- Short task -
Print all records exactly, leaving nothing out.

━━━━━ Provided data

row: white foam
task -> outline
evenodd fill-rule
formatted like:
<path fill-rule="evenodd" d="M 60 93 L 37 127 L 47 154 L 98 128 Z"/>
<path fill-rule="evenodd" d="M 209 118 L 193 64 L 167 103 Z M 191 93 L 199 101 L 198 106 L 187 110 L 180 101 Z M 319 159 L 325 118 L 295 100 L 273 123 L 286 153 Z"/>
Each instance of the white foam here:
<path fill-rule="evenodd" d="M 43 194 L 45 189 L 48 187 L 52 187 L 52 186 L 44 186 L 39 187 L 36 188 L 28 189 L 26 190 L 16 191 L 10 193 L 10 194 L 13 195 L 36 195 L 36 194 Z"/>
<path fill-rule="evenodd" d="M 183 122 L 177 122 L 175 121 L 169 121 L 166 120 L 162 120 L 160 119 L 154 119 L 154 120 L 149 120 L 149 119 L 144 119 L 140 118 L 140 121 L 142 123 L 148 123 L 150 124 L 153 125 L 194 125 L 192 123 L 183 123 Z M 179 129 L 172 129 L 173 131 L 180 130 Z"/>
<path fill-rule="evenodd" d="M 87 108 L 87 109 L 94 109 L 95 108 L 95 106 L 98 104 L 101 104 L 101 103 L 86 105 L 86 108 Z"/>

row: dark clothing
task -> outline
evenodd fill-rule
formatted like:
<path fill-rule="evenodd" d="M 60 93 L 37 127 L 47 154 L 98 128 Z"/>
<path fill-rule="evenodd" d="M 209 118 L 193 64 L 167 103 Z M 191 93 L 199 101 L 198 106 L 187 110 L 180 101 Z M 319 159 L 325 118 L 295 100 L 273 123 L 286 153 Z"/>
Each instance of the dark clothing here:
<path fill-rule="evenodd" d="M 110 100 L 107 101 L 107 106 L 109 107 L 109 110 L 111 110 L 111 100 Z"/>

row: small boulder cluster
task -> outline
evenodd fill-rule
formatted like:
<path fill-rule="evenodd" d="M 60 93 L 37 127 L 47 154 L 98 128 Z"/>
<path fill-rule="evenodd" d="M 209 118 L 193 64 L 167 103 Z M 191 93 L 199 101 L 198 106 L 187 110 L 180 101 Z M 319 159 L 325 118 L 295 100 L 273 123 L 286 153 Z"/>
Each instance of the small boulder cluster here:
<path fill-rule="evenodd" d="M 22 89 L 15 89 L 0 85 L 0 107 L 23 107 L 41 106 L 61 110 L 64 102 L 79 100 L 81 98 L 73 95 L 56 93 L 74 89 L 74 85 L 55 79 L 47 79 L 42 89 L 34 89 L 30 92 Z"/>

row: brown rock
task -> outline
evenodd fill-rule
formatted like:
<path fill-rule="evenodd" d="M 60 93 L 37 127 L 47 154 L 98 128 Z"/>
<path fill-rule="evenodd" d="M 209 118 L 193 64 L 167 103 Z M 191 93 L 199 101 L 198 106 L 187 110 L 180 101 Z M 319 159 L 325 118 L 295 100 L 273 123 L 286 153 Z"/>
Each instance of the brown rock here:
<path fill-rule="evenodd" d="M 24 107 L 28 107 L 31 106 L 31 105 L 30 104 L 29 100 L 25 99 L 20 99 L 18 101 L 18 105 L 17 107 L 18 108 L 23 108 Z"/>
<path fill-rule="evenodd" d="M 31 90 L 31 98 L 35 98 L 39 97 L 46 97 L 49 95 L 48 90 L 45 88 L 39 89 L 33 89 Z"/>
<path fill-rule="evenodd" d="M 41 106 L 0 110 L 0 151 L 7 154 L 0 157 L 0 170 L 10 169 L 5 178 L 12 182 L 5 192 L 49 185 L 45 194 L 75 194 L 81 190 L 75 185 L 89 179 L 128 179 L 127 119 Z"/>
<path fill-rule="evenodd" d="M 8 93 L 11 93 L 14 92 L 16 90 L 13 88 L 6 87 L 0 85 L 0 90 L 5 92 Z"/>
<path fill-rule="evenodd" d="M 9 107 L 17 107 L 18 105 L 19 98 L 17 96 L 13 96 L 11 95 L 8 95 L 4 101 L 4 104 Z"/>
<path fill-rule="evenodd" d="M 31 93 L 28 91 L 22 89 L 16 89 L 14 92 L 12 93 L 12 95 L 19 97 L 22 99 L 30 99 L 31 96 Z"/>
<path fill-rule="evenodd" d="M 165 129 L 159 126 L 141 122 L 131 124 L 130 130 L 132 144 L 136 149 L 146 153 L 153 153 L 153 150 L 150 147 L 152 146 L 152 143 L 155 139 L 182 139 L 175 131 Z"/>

━━━━━━━━━━

- Reply to the exercise -
row: white foam
task -> outline
evenodd fill-rule
formatted like:
<path fill-rule="evenodd" d="M 60 93 L 37 127 L 47 154 L 98 128 Z"/>
<path fill-rule="evenodd" d="M 209 118 L 193 64 L 167 103 Z M 191 93 L 199 101 L 198 106 L 187 110 L 180 101 Z M 319 159 L 325 118 L 295 100 L 273 123 L 286 153 Z"/>
Each instance of the white foam here:
<path fill-rule="evenodd" d="M 43 194 L 45 189 L 48 187 L 52 187 L 52 186 L 44 186 L 39 187 L 36 188 L 28 189 L 26 190 L 16 191 L 10 193 L 10 194 L 13 195 L 36 195 L 36 194 Z"/>
<path fill-rule="evenodd" d="M 183 122 L 177 122 L 175 121 L 169 121 L 166 120 L 162 120 L 160 119 L 154 119 L 154 120 L 149 120 L 149 119 L 144 119 L 140 118 L 140 121 L 142 123 L 148 123 L 150 124 L 153 125 L 194 125 L 192 123 L 183 123 Z M 179 129 L 172 129 L 173 131 L 180 130 Z"/>
<path fill-rule="evenodd" d="M 87 108 L 87 109 L 94 109 L 95 108 L 95 106 L 98 104 L 101 104 L 101 103 L 86 105 L 86 108 Z"/>

row: dark clothing
task -> outline
evenodd fill-rule
formatted like:
<path fill-rule="evenodd" d="M 60 93 L 37 127 L 47 154 L 98 128 Z"/>
<path fill-rule="evenodd" d="M 209 118 L 193 64 L 167 103 Z M 191 93 L 199 101 L 198 106 L 187 110 L 180 101 Z M 319 159 L 325 118 L 295 100 L 273 123 L 286 153 Z"/>
Each instance of the dark clothing here:
<path fill-rule="evenodd" d="M 110 100 L 107 101 L 107 106 L 109 107 L 109 110 L 111 110 L 111 100 Z"/>

row: small boulder cluster
task -> outline
evenodd fill-rule
formatted like:
<path fill-rule="evenodd" d="M 60 93 L 37 127 L 47 154 L 98 128 Z"/>
<path fill-rule="evenodd" d="M 209 118 L 193 64 L 167 103 Z M 191 93 L 199 101 L 198 106 L 187 110 L 180 101 Z M 319 159 L 325 118 L 295 100 L 273 123 L 286 153 Z"/>
Each instance of the small boulder cluster here:
<path fill-rule="evenodd" d="M 22 89 L 15 89 L 0 85 L 0 107 L 23 107 L 41 106 L 61 110 L 64 102 L 79 100 L 81 98 L 73 95 L 56 93 L 74 89 L 74 85 L 55 79 L 47 79 L 42 89 L 34 89 L 30 92 Z"/>

row: brown rock
task -> outline
evenodd fill-rule
formatted like:
<path fill-rule="evenodd" d="M 60 93 L 37 127 L 47 154 L 98 128 Z"/>
<path fill-rule="evenodd" d="M 209 118 L 193 64 L 167 103 Z M 191 93 L 199 101 L 198 106 L 187 110 L 180 101 Z M 319 159 L 325 118 L 295 100 L 273 123 L 286 153 Z"/>
Each instance of the brown rock here:
<path fill-rule="evenodd" d="M 24 107 L 28 107 L 31 106 L 31 105 L 30 104 L 29 100 L 25 99 L 20 99 L 18 101 L 18 105 L 17 107 L 18 108 L 23 108 Z"/>
<path fill-rule="evenodd" d="M 31 90 L 31 98 L 35 98 L 39 97 L 46 97 L 49 95 L 48 90 L 45 88 L 39 89 L 33 89 Z"/>
<path fill-rule="evenodd" d="M 41 106 L 0 110 L 0 151 L 7 154 L 0 157 L 0 170 L 10 169 L 5 178 L 12 182 L 5 192 L 49 185 L 45 194 L 75 194 L 81 190 L 75 185 L 89 179 L 128 179 L 127 119 Z"/>
<path fill-rule="evenodd" d="M 8 93 L 11 93 L 14 92 L 16 90 L 13 88 L 6 87 L 0 85 L 0 90 L 5 92 Z"/>
<path fill-rule="evenodd" d="M 9 107 L 17 107 L 18 105 L 19 98 L 17 96 L 13 96 L 11 95 L 8 95 L 4 101 L 4 104 Z"/>
<path fill-rule="evenodd" d="M 31 93 L 28 91 L 22 89 L 16 89 L 14 92 L 12 93 L 12 95 L 19 97 L 22 99 L 30 99 L 31 96 Z"/>
<path fill-rule="evenodd" d="M 165 129 L 159 126 L 141 122 L 131 124 L 130 130 L 132 144 L 136 149 L 146 153 L 153 153 L 153 150 L 150 147 L 152 146 L 152 143 L 155 139 L 182 139 L 175 131 Z"/>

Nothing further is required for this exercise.